* [Data in this exercise]:
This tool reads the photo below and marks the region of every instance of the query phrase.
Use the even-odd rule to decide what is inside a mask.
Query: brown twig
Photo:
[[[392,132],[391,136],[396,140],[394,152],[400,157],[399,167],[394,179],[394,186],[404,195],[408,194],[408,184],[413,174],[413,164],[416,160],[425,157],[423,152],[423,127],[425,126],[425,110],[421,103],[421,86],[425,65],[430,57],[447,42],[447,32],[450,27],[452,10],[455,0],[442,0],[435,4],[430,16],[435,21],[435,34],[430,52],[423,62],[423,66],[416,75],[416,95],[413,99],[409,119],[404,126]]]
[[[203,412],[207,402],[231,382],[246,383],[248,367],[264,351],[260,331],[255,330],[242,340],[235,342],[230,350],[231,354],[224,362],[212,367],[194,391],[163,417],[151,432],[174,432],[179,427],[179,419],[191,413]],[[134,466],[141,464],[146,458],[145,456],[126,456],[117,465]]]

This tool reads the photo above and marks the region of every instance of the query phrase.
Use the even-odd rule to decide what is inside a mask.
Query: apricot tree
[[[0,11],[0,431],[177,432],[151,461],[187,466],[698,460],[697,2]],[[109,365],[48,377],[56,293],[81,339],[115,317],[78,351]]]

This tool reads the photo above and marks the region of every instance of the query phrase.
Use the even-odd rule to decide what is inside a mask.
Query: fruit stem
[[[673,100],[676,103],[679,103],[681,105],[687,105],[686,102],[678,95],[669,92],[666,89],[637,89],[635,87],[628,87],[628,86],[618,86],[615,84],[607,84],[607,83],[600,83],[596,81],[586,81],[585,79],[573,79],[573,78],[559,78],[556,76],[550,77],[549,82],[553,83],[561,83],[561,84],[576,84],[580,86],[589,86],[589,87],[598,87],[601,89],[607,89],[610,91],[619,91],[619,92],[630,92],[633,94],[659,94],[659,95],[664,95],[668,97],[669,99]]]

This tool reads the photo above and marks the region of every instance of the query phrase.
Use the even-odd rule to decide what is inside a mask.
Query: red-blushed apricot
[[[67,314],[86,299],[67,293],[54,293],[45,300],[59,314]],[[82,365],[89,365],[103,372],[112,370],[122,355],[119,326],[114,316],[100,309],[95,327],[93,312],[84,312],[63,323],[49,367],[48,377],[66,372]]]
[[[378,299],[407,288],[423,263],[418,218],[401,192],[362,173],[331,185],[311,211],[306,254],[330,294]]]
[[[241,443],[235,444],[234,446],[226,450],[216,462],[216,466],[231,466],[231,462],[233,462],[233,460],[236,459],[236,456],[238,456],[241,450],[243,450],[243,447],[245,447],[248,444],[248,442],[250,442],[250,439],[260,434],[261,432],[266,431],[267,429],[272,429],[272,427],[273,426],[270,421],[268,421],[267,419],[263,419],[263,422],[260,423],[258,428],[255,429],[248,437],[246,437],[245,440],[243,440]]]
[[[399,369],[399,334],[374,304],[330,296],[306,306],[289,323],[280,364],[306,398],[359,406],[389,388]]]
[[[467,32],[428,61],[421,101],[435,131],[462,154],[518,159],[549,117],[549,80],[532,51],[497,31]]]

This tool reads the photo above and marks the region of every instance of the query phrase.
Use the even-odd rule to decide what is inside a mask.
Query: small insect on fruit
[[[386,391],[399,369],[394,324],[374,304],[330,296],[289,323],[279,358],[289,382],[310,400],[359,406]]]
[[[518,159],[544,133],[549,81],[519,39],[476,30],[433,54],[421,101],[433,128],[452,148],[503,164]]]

* [To do]: Return every line of the rows above that contains the string "apricot", with case counting in the match.

* [Task answer]:
Query: apricot tree
Query: red-blushed apricot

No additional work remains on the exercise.